*ABOUT THIS TASK*
Write out, from the entries below, exactly the lines that run between the lines holding "Target: spectator in stands" and "the horse's hoof", inclusive, and stop there.

BEGIN

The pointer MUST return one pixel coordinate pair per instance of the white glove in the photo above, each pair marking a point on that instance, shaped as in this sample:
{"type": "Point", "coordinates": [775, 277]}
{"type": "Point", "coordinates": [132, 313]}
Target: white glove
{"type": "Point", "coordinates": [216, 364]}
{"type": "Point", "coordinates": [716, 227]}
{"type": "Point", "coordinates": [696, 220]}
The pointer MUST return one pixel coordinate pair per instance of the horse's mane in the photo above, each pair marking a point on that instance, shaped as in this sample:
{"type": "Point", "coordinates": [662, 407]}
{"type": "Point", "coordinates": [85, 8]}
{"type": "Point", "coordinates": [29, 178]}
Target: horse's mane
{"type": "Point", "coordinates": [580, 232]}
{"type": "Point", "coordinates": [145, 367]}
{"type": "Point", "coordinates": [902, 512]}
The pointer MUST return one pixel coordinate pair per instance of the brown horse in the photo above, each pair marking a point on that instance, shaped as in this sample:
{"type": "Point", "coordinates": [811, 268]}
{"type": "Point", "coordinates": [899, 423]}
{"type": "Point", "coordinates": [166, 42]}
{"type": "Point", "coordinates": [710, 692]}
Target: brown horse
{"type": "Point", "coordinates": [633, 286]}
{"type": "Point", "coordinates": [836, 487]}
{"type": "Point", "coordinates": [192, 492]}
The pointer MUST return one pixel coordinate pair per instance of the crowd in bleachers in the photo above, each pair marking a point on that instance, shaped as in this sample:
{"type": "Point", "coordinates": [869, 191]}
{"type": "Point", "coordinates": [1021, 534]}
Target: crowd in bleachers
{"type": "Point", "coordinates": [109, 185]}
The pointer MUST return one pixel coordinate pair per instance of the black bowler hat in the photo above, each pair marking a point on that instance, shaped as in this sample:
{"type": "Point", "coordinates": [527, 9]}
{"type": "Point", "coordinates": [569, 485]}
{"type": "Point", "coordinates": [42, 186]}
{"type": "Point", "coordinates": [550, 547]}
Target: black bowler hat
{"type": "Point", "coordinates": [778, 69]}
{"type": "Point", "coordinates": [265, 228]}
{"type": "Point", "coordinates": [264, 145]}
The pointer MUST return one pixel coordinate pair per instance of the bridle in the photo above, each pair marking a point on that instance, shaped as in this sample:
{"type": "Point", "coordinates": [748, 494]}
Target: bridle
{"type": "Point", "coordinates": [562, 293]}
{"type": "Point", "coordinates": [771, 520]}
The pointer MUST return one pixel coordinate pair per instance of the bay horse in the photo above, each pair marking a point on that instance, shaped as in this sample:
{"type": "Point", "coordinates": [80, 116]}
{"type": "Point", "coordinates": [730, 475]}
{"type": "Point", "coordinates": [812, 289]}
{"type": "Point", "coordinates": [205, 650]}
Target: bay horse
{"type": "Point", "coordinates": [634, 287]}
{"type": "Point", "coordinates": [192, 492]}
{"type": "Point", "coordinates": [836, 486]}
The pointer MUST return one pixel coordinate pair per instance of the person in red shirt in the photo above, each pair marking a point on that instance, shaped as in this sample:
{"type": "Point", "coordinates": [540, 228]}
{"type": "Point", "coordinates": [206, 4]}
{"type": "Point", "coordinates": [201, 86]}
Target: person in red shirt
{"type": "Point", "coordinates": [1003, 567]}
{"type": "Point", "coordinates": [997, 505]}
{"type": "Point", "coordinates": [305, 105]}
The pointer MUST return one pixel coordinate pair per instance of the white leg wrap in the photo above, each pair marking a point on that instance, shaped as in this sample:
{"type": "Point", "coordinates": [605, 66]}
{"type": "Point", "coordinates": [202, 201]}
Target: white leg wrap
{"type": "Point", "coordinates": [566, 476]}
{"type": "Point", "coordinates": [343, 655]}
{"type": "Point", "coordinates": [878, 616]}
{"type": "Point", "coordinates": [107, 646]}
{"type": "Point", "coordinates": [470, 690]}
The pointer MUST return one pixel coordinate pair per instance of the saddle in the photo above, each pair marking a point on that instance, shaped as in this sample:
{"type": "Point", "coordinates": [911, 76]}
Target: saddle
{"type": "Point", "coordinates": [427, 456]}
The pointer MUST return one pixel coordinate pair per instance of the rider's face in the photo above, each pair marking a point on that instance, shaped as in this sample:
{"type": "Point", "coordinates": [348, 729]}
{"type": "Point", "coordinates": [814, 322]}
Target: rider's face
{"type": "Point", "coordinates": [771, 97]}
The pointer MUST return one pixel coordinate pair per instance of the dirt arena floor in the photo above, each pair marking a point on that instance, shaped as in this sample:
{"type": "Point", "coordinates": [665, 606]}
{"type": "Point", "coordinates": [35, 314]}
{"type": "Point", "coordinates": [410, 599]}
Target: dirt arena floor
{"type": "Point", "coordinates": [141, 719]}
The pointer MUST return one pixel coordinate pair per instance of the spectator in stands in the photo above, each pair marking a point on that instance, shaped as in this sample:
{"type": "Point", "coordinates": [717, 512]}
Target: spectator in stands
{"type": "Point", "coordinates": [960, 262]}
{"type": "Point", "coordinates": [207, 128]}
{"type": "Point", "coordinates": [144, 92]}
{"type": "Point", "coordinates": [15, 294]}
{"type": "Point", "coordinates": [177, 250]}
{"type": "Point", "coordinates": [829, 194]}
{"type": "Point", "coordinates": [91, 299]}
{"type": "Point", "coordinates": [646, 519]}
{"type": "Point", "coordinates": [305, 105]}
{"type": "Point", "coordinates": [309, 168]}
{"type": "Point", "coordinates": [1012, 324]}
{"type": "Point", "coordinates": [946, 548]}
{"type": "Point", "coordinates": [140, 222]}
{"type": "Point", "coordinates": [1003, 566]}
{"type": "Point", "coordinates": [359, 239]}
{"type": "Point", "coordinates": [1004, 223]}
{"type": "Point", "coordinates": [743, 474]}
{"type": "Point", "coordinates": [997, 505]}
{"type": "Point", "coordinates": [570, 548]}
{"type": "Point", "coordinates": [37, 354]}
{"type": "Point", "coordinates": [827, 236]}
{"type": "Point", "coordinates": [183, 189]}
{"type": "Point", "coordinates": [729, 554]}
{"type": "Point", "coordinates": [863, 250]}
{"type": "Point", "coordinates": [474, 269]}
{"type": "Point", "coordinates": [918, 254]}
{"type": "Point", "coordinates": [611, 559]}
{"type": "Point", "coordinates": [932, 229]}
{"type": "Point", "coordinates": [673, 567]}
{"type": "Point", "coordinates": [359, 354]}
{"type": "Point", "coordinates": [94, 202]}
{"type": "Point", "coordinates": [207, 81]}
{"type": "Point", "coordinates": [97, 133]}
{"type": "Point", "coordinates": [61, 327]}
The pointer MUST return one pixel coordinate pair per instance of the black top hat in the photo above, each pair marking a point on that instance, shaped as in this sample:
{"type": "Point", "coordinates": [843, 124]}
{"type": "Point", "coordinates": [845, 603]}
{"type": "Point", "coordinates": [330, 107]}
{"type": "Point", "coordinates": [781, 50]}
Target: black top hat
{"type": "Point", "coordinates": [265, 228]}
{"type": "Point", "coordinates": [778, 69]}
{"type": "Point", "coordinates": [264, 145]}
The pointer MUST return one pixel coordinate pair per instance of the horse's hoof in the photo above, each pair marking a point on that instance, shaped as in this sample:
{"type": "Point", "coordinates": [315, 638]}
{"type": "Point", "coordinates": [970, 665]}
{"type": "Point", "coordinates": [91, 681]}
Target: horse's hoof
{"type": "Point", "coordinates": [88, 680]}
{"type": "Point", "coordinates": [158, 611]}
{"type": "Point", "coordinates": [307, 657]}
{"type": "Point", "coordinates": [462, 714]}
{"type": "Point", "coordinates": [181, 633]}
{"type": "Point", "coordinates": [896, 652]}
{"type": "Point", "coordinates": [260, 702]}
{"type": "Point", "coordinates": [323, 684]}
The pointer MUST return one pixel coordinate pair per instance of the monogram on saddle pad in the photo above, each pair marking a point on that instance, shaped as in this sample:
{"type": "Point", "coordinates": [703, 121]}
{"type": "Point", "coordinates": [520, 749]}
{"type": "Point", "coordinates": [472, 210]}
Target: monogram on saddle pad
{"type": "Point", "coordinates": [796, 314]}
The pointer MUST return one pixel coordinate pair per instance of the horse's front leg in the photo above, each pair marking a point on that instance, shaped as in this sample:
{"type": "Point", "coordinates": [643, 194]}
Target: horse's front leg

END

*RESULT*
Target: spectator in stands
{"type": "Point", "coordinates": [960, 262]}
{"type": "Point", "coordinates": [207, 128]}
{"type": "Point", "coordinates": [144, 92]}
{"type": "Point", "coordinates": [15, 294]}
{"type": "Point", "coordinates": [177, 250]}
{"type": "Point", "coordinates": [829, 194]}
{"type": "Point", "coordinates": [91, 299]}
{"type": "Point", "coordinates": [646, 519]}
{"type": "Point", "coordinates": [305, 105]}
{"type": "Point", "coordinates": [309, 168]}
{"type": "Point", "coordinates": [1012, 324]}
{"type": "Point", "coordinates": [946, 548]}
{"type": "Point", "coordinates": [140, 222]}
{"type": "Point", "coordinates": [1003, 566]}
{"type": "Point", "coordinates": [359, 239]}
{"type": "Point", "coordinates": [1004, 223]}
{"type": "Point", "coordinates": [743, 474]}
{"type": "Point", "coordinates": [997, 505]}
{"type": "Point", "coordinates": [570, 548]}
{"type": "Point", "coordinates": [37, 354]}
{"type": "Point", "coordinates": [827, 236]}
{"type": "Point", "coordinates": [183, 189]}
{"type": "Point", "coordinates": [729, 554]}
{"type": "Point", "coordinates": [863, 250]}
{"type": "Point", "coordinates": [474, 269]}
{"type": "Point", "coordinates": [918, 254]}
{"type": "Point", "coordinates": [611, 559]}
{"type": "Point", "coordinates": [932, 229]}
{"type": "Point", "coordinates": [673, 567]}
{"type": "Point", "coordinates": [359, 354]}
{"type": "Point", "coordinates": [94, 202]}
{"type": "Point", "coordinates": [207, 81]}
{"type": "Point", "coordinates": [97, 133]}
{"type": "Point", "coordinates": [61, 327]}
The pointer MUST return one pixel coordinate pair per instance of the black top hat in the photo above, each pair marking a point on that instance, shaped as in this sample:
{"type": "Point", "coordinates": [843, 124]}
{"type": "Point", "coordinates": [845, 603]}
{"type": "Point", "coordinates": [330, 107]}
{"type": "Point", "coordinates": [781, 50]}
Target: black top hat
{"type": "Point", "coordinates": [265, 228]}
{"type": "Point", "coordinates": [778, 69]}
{"type": "Point", "coordinates": [264, 145]}
The pointer MUST return one pixel coordinate pair per instance of the horse's hoof in the photo above, each pair marking a point on that instance, shaped as in this sample:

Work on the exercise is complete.